**ЧТО СДЕЛАТЬ**
1. Выпишите без изменений часть текста о Пушкине в Михайловском, начиная со слов «В беловой рукописи» и заканчивая словами «был ближним нестерпим.».
2. Ответьте по тексту о Пушкине в Михайловском:
(a) Где Пушкин стрелял из пистолета в цель?
(b) Кому Пушкин передоверил хозяйственные заботы?
(c) Сколько лет было П. А. Осиповой в то время?

======== ТЕКСТ ДЛЯ ЧТЕНИЯ ========

Еще одним любимым занятием (как и у Байрона) была стрельба из пистолета в цель — у погреба за банькой. Дни за днями тянулись однообразно.
В Михайловском Пушкин ходил «по-народному» — в красной рубахе, подпоясанной кушаком, и с белой соломенной шляпой на голове. Ногти у него всегда были длинные, бакенбарды можно было принять за бороду. В таком «славянофильском» виде он появлялся на ярмарке у стен Святогорского монастыря, где всегда обращал на себя внимание.
В беловой рукописи уже упомянутой четвертой главы «Евгения Онегина» находится строфа, впоследствии выпущенная при печати:
Носил он русскую рубашку, Платок шелковый кушаком, Армяк татарский нараспашку И шляпу с кровлею, как дом Подвижный. Сим убором чудным Безнравственным и безрассудным, Была весьма огорчена Псковская дама Дурина, А с ней Мизинчиков. Евгений, Быть может, толки презирал, А вероятно их не знал, Но все ж своих обыкновений Не изменил в угоду им, За что был ближним нестерпим.
Хозяйственными заботами Пушкин себя не обременял, передоверив их няне Арине Родионовне и управляющему Михаилу Калашникову. По позднейшим воспоминаниям престарелых дворовых Михайловского он «в свое домашнее хозяйство не входил никогда, как будто это не его дело и не он хозяин… Ему было все равно, где находились его крепостные и дворовые крестьяне — на его работе или у себя в деревне» [12]. Именно тогда старушка няня стала для поэта «доброй подругой бедной юности». Он писал своему одесскому знакомцу Д. М. Шварцу 9 декабря 1824 года: «Уединение мое совершенно — праздность торжественна. Соседей около меня мало, я знаком только с одним семейством и то вижу его довольно редко — целый день верхом — вечером слушаю сказки моей няни, оригинала няни Татьяны… она единственная моя подруга — и с нею только мне не скучно» [13].
Упомянутое единственное семейство, с которым Пушкин поддерживал близкие отношения, были Осиповы-Вульф из соседнего Тригорского. Оно состояло из недавно овдовевшей матери Прасковьи Александровны Осиповой (рожд. Вындомской, в первом браке Вульф) и восьми детей. Сама П. А. Осипова была в отдаленном родстве с матерью поэта; в то время ей было 43 года. Дети от брака с Осиповым были малолетними, и их можно не принимать во внимание. Помимо умной сердечной матери искренними друзьями Пушкина стали Алексей Вульф — студент Дерптского университета — и старшие дочери: Анна и Евпраксия. Они представляли собой противоположные женские типы, подобно Татьяне и Ольге Лариным. Анна была глубокой натурой, способной на самоотверженную любовь; образованная и остроумная, в разговоре она в первое время часто ставила в тупик поэта, также отличавшегося едким языком. Наоборот, Евпраксия была внешне легкомысленна, всегда весела и естественным образом становилась центром общества молодежи; этому способствовало и то, что она была хорошей музыкантшей, разыгрывавшей привезенные Пушкиным ноты Россини, и, кроме того, великолепно готовила жженку. Алексей (кажется, без больших оснований) считал себя прототипом Ленского. Прасковья Александровна чутко понимала душевное состояние Пушкина. В письме Жуковскому она обмолвилась, что Псковская губерния, по сути дела, ничем не лучше Сибири. Не удивительно, что изгнанник вскоре стал проводить в Тригорском все дни.

======== ИСХОДНЫЕ ДАННЫЕ ========

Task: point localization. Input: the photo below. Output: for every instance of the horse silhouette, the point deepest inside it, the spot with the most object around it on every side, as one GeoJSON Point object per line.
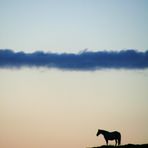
{"type": "Point", "coordinates": [110, 136]}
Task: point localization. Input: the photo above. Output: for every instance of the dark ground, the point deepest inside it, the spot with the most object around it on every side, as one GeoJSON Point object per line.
{"type": "Point", "coordinates": [125, 146]}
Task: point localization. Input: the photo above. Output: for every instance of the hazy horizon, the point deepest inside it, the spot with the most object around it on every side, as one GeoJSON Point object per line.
{"type": "Point", "coordinates": [68, 68]}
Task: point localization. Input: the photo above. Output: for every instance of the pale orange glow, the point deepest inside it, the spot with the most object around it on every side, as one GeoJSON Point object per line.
{"type": "Point", "coordinates": [51, 108]}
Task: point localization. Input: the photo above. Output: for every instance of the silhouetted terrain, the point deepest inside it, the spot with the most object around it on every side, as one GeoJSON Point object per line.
{"type": "Point", "coordinates": [125, 146]}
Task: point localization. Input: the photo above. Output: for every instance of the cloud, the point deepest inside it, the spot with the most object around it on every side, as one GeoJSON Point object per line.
{"type": "Point", "coordinates": [86, 60]}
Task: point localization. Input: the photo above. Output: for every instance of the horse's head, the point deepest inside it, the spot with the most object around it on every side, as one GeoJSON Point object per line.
{"type": "Point", "coordinates": [98, 133]}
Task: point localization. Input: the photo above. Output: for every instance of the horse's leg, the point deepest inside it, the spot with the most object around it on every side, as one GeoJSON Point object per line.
{"type": "Point", "coordinates": [115, 142]}
{"type": "Point", "coordinates": [106, 141]}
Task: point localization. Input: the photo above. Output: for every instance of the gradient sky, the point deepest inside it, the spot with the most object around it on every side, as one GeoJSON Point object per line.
{"type": "Point", "coordinates": [68, 25]}
{"type": "Point", "coordinates": [46, 107]}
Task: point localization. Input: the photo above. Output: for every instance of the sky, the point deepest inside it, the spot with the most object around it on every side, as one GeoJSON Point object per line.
{"type": "Point", "coordinates": [71, 26]}
{"type": "Point", "coordinates": [68, 68]}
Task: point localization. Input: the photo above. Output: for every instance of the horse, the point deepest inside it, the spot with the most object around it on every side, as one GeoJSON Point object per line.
{"type": "Point", "coordinates": [110, 136]}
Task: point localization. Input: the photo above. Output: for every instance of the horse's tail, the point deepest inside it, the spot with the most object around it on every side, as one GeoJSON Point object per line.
{"type": "Point", "coordinates": [119, 140]}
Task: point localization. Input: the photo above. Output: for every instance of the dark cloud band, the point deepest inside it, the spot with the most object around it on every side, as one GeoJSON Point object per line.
{"type": "Point", "coordinates": [87, 60]}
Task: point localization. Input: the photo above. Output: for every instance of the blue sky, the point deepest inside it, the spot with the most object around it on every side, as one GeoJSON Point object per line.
{"type": "Point", "coordinates": [73, 25]}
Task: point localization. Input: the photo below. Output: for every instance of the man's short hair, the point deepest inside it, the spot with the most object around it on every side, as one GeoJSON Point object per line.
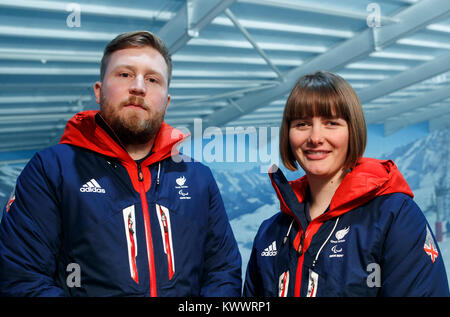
{"type": "Point", "coordinates": [324, 94]}
{"type": "Point", "coordinates": [133, 40]}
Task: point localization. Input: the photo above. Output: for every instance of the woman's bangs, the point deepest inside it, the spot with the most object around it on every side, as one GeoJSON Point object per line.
{"type": "Point", "coordinates": [310, 104]}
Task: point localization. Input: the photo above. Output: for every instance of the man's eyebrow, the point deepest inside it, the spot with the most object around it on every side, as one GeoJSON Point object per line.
{"type": "Point", "coordinates": [131, 67]}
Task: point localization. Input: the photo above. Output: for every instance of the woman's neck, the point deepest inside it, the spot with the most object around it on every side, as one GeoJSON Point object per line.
{"type": "Point", "coordinates": [322, 190]}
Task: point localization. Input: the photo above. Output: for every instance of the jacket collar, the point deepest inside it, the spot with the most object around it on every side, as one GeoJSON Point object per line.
{"type": "Point", "coordinates": [368, 179]}
{"type": "Point", "coordinates": [85, 130]}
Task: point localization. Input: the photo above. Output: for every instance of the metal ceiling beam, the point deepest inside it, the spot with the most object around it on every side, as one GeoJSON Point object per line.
{"type": "Point", "coordinates": [439, 123]}
{"type": "Point", "coordinates": [409, 105]}
{"type": "Point", "coordinates": [30, 128]}
{"type": "Point", "coordinates": [394, 125]}
{"type": "Point", "coordinates": [410, 77]}
{"type": "Point", "coordinates": [43, 99]}
{"type": "Point", "coordinates": [255, 45]}
{"type": "Point", "coordinates": [189, 20]}
{"type": "Point", "coordinates": [32, 118]}
{"type": "Point", "coordinates": [412, 18]}
{"type": "Point", "coordinates": [313, 8]}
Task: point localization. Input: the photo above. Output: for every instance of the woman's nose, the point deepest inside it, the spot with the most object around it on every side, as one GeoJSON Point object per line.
{"type": "Point", "coordinates": [316, 136]}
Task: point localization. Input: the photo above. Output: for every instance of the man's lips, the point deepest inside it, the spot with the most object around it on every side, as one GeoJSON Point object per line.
{"type": "Point", "coordinates": [132, 105]}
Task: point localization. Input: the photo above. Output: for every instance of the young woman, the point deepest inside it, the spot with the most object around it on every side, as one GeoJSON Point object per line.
{"type": "Point", "coordinates": [349, 227]}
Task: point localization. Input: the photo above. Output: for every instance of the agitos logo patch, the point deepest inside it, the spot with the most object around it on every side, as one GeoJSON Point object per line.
{"type": "Point", "coordinates": [429, 246]}
{"type": "Point", "coordinates": [10, 201]}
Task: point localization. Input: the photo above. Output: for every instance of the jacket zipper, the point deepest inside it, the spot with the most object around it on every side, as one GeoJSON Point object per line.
{"type": "Point", "coordinates": [148, 232]}
{"type": "Point", "coordinates": [167, 247]}
{"type": "Point", "coordinates": [133, 250]}
{"type": "Point", "coordinates": [298, 276]}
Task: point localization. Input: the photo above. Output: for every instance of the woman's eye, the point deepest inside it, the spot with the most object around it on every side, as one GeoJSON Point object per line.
{"type": "Point", "coordinates": [300, 124]}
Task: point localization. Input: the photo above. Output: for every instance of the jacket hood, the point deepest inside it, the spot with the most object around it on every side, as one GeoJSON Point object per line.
{"type": "Point", "coordinates": [368, 179]}
{"type": "Point", "coordinates": [83, 130]}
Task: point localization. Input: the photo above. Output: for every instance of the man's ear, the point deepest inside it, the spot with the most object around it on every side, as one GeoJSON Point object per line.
{"type": "Point", "coordinates": [98, 91]}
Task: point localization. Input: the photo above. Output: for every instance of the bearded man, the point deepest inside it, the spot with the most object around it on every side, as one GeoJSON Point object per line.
{"type": "Point", "coordinates": [109, 211]}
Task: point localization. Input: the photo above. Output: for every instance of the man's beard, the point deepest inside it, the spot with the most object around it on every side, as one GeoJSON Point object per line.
{"type": "Point", "coordinates": [131, 129]}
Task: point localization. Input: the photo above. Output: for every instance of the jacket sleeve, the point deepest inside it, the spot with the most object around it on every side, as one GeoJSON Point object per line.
{"type": "Point", "coordinates": [29, 237]}
{"type": "Point", "coordinates": [412, 263]}
{"type": "Point", "coordinates": [222, 270]}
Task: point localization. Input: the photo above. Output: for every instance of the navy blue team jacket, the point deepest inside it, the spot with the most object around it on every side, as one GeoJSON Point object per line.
{"type": "Point", "coordinates": [152, 228]}
{"type": "Point", "coordinates": [373, 240]}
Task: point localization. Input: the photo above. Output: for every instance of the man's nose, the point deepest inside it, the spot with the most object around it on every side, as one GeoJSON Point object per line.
{"type": "Point", "coordinates": [138, 86]}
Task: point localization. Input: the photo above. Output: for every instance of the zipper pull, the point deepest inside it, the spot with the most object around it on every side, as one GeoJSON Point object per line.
{"type": "Point", "coordinates": [300, 245]}
{"type": "Point", "coordinates": [163, 219]}
{"type": "Point", "coordinates": [140, 174]}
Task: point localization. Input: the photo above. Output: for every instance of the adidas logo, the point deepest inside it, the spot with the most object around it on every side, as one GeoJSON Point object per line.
{"type": "Point", "coordinates": [92, 187]}
{"type": "Point", "coordinates": [271, 250]}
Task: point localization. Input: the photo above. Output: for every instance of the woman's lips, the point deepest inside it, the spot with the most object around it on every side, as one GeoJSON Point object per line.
{"type": "Point", "coordinates": [316, 154]}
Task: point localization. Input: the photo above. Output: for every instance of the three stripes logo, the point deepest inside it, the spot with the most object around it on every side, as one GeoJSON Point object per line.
{"type": "Point", "coordinates": [271, 250]}
{"type": "Point", "coordinates": [92, 187]}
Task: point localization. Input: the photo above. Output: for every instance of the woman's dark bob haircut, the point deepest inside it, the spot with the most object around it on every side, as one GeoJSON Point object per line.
{"type": "Point", "coordinates": [324, 94]}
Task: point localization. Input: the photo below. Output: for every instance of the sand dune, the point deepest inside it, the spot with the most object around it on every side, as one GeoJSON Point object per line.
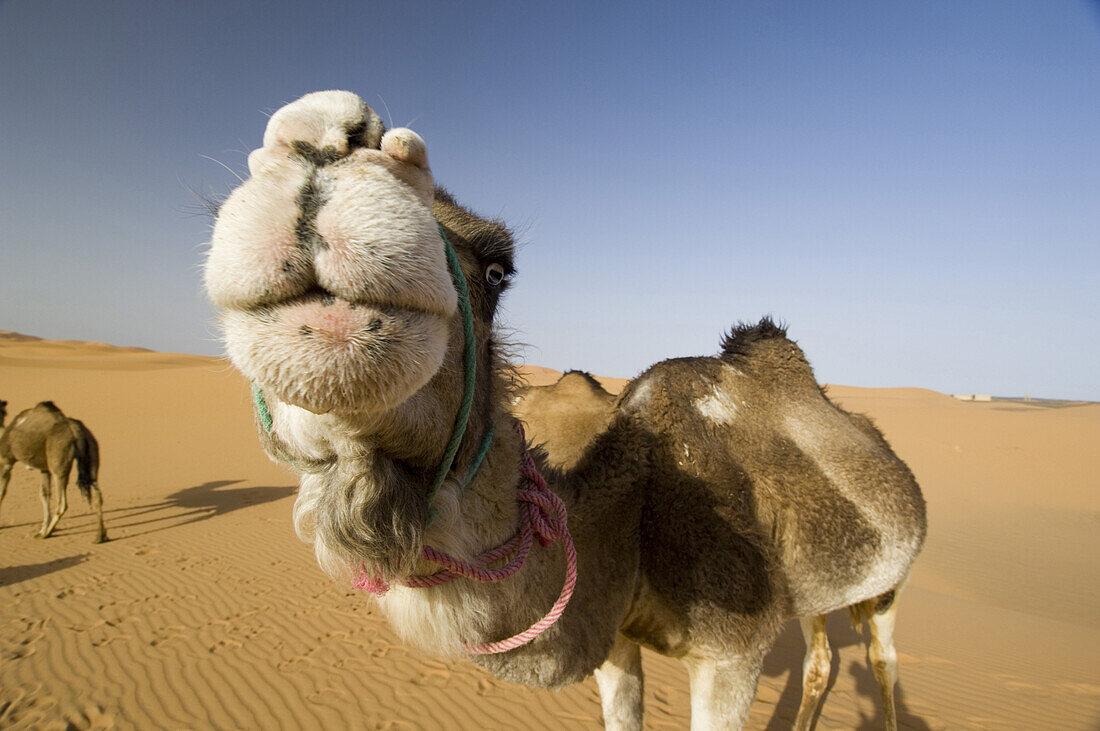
{"type": "Point", "coordinates": [206, 611]}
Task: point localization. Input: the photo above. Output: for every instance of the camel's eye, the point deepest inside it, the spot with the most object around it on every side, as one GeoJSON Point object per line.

========

**ОТВЕТЫ**
1.
В беловой рукописи уже упомянутой четвертой главы «Евгения Онегина» находится строфа, впоследствии выпущенная при печати:
Носил он русскую рубашку, Платок шелковый кушаком, Армяк татарский нараспашку И шляпу с кровлею, как дом Подвижный. Сим убором чудным Безнравственным и безрассудным, Была весьма огорчена Псковская дама Дурина, А с ней Мизинчиков. Евгений, Быть может, толки презирал, А вероятно их не знал, Но все ж своих обыкновений Не изменил в угоду им, За что был ближним нестерпим.

2.
(a) У погреба за банькой.
(b) Няне Арине Родионовне и управляющему Михаилу Калашникову.
(c) 43 года.